Exercise instructions => Treat the line containing "the blue tablecloth" as the first line and the final line of the material below as the last; reproduce that range exactly.

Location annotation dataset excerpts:
* * *
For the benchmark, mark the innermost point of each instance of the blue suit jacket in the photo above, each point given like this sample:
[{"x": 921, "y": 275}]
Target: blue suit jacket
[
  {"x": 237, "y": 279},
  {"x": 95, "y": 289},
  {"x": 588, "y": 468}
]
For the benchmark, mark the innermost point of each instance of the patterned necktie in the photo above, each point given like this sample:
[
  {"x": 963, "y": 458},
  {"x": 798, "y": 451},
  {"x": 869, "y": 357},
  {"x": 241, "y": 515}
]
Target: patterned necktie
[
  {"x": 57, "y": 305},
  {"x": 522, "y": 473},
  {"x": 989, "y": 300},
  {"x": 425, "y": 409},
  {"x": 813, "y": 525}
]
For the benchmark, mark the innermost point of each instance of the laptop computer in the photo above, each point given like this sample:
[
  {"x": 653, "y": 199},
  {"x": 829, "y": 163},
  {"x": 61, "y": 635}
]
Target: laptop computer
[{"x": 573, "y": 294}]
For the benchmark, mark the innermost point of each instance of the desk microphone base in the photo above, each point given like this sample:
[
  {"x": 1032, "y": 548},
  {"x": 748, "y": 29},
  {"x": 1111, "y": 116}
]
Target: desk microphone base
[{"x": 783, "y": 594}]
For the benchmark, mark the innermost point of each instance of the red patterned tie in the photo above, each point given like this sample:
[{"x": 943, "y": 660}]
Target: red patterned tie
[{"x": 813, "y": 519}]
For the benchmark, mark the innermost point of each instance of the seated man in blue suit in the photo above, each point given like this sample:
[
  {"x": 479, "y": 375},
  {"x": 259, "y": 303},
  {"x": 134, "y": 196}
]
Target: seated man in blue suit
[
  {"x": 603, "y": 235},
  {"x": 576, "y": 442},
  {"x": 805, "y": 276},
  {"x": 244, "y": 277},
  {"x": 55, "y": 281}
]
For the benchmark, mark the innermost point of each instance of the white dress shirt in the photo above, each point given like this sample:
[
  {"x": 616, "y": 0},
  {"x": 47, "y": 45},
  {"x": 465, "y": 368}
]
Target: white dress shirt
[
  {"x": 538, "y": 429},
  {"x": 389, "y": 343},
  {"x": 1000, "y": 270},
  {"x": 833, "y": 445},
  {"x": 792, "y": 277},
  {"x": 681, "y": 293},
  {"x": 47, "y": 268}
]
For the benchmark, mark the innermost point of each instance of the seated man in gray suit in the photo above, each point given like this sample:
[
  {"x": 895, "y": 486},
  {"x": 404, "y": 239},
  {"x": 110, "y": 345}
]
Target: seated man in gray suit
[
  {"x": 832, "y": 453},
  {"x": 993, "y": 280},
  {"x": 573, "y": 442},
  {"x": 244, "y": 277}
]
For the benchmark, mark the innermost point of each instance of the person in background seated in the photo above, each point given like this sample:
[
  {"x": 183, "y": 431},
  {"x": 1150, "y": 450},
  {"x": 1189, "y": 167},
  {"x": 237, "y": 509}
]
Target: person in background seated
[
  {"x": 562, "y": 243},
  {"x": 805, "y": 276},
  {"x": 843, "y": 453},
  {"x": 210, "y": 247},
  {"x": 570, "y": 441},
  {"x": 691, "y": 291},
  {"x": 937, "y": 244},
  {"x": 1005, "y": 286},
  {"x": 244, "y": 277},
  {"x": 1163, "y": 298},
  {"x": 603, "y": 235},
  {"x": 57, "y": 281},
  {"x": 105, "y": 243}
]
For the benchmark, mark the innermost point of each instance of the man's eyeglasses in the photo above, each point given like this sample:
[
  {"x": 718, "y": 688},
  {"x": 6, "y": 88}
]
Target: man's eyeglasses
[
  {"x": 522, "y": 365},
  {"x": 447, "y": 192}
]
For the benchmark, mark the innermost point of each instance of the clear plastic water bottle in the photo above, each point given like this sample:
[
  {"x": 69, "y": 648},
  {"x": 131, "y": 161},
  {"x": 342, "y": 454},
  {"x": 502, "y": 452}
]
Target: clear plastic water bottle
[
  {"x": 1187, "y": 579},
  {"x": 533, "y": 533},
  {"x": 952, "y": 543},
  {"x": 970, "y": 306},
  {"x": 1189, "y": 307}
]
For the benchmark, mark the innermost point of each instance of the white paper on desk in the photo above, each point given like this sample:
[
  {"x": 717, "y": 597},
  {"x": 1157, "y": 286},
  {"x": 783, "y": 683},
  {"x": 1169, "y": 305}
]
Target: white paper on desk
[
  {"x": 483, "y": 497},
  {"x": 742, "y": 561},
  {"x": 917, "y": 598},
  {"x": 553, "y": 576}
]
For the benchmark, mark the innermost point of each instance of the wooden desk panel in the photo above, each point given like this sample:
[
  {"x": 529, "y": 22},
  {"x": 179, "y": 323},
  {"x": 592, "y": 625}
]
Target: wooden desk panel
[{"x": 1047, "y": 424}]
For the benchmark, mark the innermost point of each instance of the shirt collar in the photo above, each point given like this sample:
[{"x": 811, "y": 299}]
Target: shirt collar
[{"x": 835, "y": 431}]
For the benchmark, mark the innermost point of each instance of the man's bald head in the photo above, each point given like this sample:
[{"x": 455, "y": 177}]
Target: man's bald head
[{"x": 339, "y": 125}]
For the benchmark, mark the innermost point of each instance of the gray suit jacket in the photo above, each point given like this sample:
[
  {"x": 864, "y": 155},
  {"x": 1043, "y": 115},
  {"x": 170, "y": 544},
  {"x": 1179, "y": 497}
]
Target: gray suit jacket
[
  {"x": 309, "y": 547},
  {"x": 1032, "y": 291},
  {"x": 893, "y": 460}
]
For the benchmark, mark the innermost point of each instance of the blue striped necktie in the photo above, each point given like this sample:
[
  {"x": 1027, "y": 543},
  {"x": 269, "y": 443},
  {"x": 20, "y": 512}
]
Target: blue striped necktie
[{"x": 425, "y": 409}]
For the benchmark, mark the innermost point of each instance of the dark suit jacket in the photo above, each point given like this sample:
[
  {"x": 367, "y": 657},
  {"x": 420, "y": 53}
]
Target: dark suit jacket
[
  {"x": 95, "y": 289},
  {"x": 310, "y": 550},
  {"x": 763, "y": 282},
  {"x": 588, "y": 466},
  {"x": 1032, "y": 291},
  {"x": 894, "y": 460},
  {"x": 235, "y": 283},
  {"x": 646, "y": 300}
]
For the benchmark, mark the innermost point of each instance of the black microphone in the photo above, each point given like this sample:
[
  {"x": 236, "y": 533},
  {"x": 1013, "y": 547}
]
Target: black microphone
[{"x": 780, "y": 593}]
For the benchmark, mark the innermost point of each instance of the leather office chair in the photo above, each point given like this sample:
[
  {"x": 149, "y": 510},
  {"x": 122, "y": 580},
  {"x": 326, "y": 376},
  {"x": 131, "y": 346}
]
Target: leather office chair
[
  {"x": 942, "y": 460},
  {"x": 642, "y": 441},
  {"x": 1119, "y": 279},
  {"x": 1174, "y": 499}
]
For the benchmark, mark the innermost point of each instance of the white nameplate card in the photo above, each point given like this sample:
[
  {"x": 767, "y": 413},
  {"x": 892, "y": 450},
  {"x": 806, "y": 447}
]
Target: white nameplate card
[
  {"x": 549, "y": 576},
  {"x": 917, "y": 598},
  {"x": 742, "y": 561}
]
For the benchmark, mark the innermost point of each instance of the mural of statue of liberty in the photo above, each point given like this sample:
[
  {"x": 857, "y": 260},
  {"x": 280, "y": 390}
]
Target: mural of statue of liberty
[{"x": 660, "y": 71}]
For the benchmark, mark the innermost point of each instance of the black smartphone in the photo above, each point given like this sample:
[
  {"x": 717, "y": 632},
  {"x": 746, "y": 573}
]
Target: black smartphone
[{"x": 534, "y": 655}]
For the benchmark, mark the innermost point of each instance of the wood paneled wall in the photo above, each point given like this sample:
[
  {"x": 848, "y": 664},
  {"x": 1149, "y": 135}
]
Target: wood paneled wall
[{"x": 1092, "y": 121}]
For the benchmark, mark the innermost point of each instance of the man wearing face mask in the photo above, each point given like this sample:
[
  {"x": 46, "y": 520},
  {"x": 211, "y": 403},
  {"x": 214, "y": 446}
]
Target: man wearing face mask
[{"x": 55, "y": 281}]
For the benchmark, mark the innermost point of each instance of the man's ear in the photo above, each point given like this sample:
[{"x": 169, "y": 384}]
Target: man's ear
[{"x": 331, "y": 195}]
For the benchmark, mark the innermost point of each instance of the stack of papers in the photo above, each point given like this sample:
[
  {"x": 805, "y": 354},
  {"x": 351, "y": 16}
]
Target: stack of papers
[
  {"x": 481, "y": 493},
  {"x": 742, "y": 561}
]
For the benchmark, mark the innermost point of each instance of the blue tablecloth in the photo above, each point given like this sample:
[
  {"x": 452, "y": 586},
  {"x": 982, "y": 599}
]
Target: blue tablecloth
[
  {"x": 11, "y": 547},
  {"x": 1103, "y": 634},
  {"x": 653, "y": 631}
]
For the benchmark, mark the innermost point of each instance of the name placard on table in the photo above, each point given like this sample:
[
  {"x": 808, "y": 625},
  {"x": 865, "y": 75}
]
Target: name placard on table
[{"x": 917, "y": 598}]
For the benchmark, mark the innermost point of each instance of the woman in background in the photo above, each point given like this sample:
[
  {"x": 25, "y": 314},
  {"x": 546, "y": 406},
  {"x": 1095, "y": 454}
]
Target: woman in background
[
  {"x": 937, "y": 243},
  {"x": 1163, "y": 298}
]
* * *
Solution =>
For the benchmark, mark the innermost point of each instance of the blue tablecloth in the photo above, each point given like this sample:
[
  {"x": 452, "y": 586},
  {"x": 982, "y": 599}
]
Target: blue tablecloth
[
  {"x": 11, "y": 547},
  {"x": 1103, "y": 634},
  {"x": 653, "y": 631}
]
For the benchmark, mark the innermost point of each instance of the name placard on table in the photo above, each point given like this sample:
[
  {"x": 808, "y": 625},
  {"x": 865, "y": 75}
]
Target: name placard on table
[{"x": 917, "y": 598}]
For the benchmark, mark the innermost point of each instance of the woman in background in the photo above, each point given like this sample:
[
  {"x": 25, "y": 314},
  {"x": 546, "y": 406},
  {"x": 1095, "y": 454}
]
Target: woman in background
[
  {"x": 937, "y": 243},
  {"x": 1163, "y": 298}
]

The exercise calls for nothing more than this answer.